▸ **HOW TO COMPLETE THIS TASK**
Please give an exact printout of the records, without any pictures.

▸ **RECORDS TO PROCESS**
○ ○ ○ ○ ○

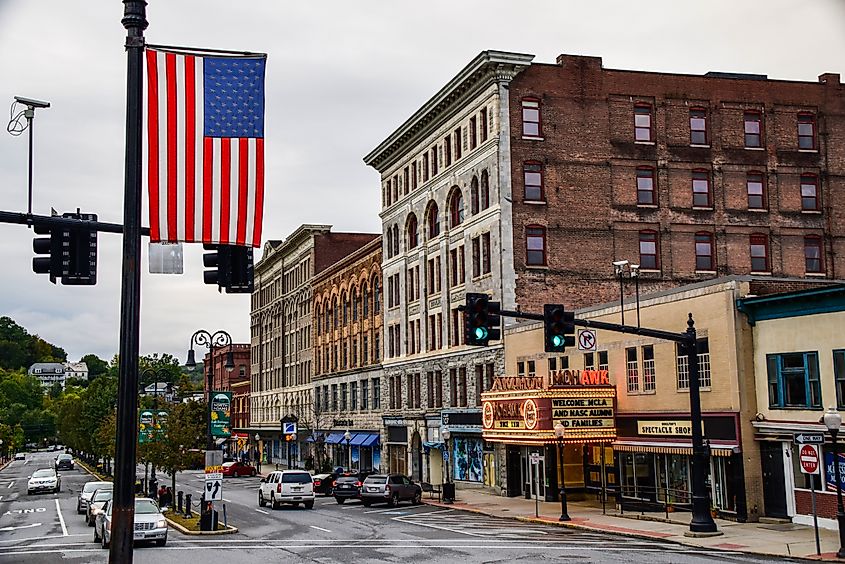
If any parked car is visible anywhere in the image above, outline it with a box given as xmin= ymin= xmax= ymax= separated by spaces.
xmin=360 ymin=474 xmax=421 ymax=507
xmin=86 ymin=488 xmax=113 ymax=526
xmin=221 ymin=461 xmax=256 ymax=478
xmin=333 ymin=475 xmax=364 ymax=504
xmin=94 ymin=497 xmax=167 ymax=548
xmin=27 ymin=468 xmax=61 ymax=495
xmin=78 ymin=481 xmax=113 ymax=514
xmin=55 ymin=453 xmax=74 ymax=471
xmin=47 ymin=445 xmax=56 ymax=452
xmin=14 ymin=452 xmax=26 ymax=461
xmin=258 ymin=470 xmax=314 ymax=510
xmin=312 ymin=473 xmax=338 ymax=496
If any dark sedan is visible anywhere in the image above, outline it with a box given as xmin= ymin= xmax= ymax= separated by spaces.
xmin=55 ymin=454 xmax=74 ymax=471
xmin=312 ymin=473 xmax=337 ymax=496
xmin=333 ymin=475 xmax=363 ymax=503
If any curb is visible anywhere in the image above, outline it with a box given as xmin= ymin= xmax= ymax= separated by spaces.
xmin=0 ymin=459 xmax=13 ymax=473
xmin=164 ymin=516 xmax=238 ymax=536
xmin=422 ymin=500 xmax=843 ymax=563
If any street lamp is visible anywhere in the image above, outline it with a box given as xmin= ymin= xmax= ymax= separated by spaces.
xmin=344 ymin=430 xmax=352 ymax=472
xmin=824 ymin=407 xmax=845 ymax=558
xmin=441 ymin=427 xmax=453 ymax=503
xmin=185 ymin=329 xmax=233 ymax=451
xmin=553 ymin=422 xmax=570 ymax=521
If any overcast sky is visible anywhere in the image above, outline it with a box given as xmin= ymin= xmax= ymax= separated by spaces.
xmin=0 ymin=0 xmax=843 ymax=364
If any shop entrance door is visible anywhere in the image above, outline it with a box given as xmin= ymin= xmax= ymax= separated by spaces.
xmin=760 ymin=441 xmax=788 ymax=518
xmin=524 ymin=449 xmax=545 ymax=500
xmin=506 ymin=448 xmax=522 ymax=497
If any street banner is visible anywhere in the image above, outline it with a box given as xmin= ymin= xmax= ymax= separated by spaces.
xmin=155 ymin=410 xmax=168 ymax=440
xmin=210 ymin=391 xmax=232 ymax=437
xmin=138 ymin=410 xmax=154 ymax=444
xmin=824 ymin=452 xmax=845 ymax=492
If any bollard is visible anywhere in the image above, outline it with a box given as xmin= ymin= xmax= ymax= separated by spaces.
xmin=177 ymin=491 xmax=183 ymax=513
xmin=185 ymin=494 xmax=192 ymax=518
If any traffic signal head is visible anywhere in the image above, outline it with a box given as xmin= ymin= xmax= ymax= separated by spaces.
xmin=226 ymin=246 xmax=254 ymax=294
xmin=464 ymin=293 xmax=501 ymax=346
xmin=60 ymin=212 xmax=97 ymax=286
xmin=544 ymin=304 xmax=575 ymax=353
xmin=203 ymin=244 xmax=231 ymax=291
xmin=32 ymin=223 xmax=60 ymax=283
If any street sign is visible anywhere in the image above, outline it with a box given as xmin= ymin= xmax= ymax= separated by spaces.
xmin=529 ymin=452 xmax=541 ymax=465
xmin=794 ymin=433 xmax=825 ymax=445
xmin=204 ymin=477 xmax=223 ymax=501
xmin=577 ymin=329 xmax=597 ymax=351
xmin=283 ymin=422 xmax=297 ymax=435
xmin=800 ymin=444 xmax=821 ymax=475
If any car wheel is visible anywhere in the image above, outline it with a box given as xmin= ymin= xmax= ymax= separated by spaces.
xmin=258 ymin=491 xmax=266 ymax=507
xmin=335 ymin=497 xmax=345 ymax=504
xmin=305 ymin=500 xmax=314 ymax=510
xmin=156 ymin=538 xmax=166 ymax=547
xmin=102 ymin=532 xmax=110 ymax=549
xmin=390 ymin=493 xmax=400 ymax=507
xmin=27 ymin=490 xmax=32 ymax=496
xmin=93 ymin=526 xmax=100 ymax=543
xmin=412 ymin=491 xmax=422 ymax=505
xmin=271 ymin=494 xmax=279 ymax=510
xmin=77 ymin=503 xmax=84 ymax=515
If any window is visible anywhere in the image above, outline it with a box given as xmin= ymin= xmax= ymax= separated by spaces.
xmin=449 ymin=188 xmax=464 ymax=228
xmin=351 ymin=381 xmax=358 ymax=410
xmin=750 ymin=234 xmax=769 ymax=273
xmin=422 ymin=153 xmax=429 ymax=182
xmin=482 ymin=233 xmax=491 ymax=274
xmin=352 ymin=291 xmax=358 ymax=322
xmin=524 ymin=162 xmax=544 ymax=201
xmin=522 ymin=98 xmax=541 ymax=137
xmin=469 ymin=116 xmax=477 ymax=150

○ ○ ○ ○ ○

▸ **EXPECTED OUTPUT**
If any parked car is visible anywhere in the image above, outline it with a box given as xmin= ymin= xmax= ymax= separated by spaces.
xmin=360 ymin=474 xmax=421 ymax=507
xmin=86 ymin=488 xmax=113 ymax=526
xmin=221 ymin=461 xmax=256 ymax=478
xmin=333 ymin=475 xmax=364 ymax=504
xmin=94 ymin=497 xmax=167 ymax=548
xmin=27 ymin=468 xmax=61 ymax=495
xmin=78 ymin=481 xmax=113 ymax=514
xmin=55 ymin=453 xmax=74 ymax=471
xmin=47 ymin=445 xmax=56 ymax=452
xmin=14 ymin=452 xmax=26 ymax=461
xmin=258 ymin=470 xmax=314 ymax=510
xmin=312 ymin=473 xmax=338 ymax=496
If any dark sedan is visible anywhere in the image above, outline it with a box given as xmin= ymin= xmax= ymax= separated by spaces.
xmin=55 ymin=454 xmax=74 ymax=471
xmin=312 ymin=473 xmax=337 ymax=496
xmin=333 ymin=475 xmax=363 ymax=503
If any curb is visible anywhere in the image above, outline it with a box given as xmin= ymin= xmax= ymax= separated by spaces.
xmin=0 ymin=459 xmax=13 ymax=473
xmin=164 ymin=516 xmax=238 ymax=536
xmin=422 ymin=500 xmax=843 ymax=563
If any street lamp is visible anywhere in the image above, outline it with a box given as xmin= ymin= xmax= ymax= separated by spaces.
xmin=344 ymin=430 xmax=352 ymax=472
xmin=824 ymin=407 xmax=845 ymax=558
xmin=441 ymin=427 xmax=453 ymax=503
xmin=185 ymin=329 xmax=233 ymax=451
xmin=553 ymin=422 xmax=570 ymax=521
If any overcast sky is visible anywhere in the image above, outline it with a box given as xmin= ymin= xmax= ymax= separated by spaces.
xmin=0 ymin=0 xmax=843 ymax=364
If any shop entrance door is visible anywhere in the image above, outline it with a box given as xmin= ymin= xmax= ymax= separated by spaces.
xmin=760 ymin=441 xmax=788 ymax=518
xmin=524 ymin=449 xmax=545 ymax=500
xmin=506 ymin=448 xmax=522 ymax=497
If any street banner is visible anywhere in the image above, outline it with a box given as xmin= ymin= xmax= ymax= separated by spaces.
xmin=155 ymin=410 xmax=168 ymax=440
xmin=210 ymin=391 xmax=232 ymax=437
xmin=138 ymin=410 xmax=154 ymax=444
xmin=824 ymin=452 xmax=845 ymax=492
If any bollard is visible anywhere in the image above, outline it with a box given as xmin= ymin= xmax= ymax= separated by spaces.
xmin=177 ymin=491 xmax=183 ymax=513
xmin=185 ymin=494 xmax=192 ymax=518
If any traffic signal head is visible anywhere in the image above, outline it with a box given as xmin= ymin= xmax= ymax= separated by spaces.
xmin=226 ymin=246 xmax=254 ymax=294
xmin=464 ymin=293 xmax=501 ymax=346
xmin=60 ymin=212 xmax=97 ymax=286
xmin=544 ymin=304 xmax=575 ymax=353
xmin=203 ymin=244 xmax=231 ymax=291
xmin=32 ymin=223 xmax=60 ymax=283
If any street sign is visible anywhere in the image above, outline it with a box given as xmin= ymin= xmax= ymax= separated by spaces.
xmin=529 ymin=452 xmax=541 ymax=465
xmin=794 ymin=433 xmax=825 ymax=445
xmin=204 ymin=477 xmax=223 ymax=501
xmin=577 ymin=329 xmax=597 ymax=351
xmin=283 ymin=422 xmax=297 ymax=435
xmin=800 ymin=444 xmax=821 ymax=475
If any car wheel is visible anywhere in the image above, outline it with a box given as xmin= ymin= xmax= ymax= separated by spaces.
xmin=258 ymin=491 xmax=266 ymax=507
xmin=335 ymin=497 xmax=345 ymax=504
xmin=305 ymin=500 xmax=314 ymax=510
xmin=156 ymin=538 xmax=166 ymax=547
xmin=102 ymin=532 xmax=110 ymax=549
xmin=390 ymin=493 xmax=400 ymax=507
xmin=27 ymin=490 xmax=32 ymax=496
xmin=93 ymin=526 xmax=100 ymax=543
xmin=412 ymin=491 xmax=422 ymax=505
xmin=271 ymin=494 xmax=279 ymax=510
xmin=77 ymin=503 xmax=84 ymax=515
If any window is visible anywhere in the image above, outline it with a box given as xmin= ymin= xmax= ymax= separated by spaces.
xmin=449 ymin=188 xmax=464 ymax=228
xmin=351 ymin=381 xmax=358 ymax=410
xmin=750 ymin=234 xmax=769 ymax=273
xmin=422 ymin=153 xmax=429 ymax=182
xmin=482 ymin=233 xmax=491 ymax=274
xmin=352 ymin=291 xmax=358 ymax=322
xmin=524 ymin=162 xmax=544 ymax=201
xmin=522 ymin=98 xmax=541 ymax=137
xmin=469 ymin=116 xmax=477 ymax=150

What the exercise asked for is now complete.